▸ Exercise details:
Copy the data below character for character, preserving every line and its order.

▸ Input rows:
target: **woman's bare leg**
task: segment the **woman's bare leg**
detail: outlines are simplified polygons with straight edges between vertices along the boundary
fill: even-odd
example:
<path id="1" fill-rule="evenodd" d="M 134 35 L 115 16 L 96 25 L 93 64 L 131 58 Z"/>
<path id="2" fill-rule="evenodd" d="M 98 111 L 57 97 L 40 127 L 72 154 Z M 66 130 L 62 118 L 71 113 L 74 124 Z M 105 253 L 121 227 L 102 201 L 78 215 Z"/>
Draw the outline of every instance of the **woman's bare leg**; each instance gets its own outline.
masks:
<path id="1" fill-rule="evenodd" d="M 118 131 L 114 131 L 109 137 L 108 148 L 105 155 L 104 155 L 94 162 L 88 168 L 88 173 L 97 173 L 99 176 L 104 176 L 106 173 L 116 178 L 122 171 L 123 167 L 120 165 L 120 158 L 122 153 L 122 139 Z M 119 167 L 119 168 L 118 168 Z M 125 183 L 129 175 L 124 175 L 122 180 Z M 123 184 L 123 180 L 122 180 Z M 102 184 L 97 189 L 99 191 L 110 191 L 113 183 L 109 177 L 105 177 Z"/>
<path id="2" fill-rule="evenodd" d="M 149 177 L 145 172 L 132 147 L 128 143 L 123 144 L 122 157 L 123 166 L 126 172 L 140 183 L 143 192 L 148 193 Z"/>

▸ Reply to the task:
target: **woman's bare leg**
task: segment the **woman's bare leg**
detail: outlines are simplified polygons with straight edges between vertices along the boundary
fill: even-odd
example:
<path id="1" fill-rule="evenodd" d="M 134 35 L 115 16 L 96 25 L 93 64 L 131 58 Z"/>
<path id="2" fill-rule="evenodd" d="M 98 111 L 57 97 L 40 127 L 72 154 Z M 66 130 L 62 118 L 71 113 L 74 124 Z M 105 253 L 121 227 L 102 201 L 78 215 Z"/>
Draw the outline of every instance of the **woman's bare leg**; each instance gets its own outline.
masks:
<path id="1" fill-rule="evenodd" d="M 118 131 L 114 131 L 109 137 L 108 148 L 105 155 L 104 155 L 94 162 L 88 168 L 88 173 L 97 173 L 99 176 L 104 176 L 106 173 L 116 178 L 122 171 L 123 167 L 120 165 L 120 158 L 122 153 L 122 139 Z M 119 167 L 119 168 L 118 168 Z M 125 183 L 129 175 L 124 175 L 122 180 Z M 123 184 L 123 180 L 122 180 Z M 102 184 L 97 189 L 99 191 L 110 191 L 113 183 L 109 177 L 105 177 Z"/>
<path id="2" fill-rule="evenodd" d="M 149 177 L 145 172 L 132 147 L 128 143 L 123 144 L 122 157 L 123 166 L 126 172 L 140 183 L 143 192 L 148 193 Z"/>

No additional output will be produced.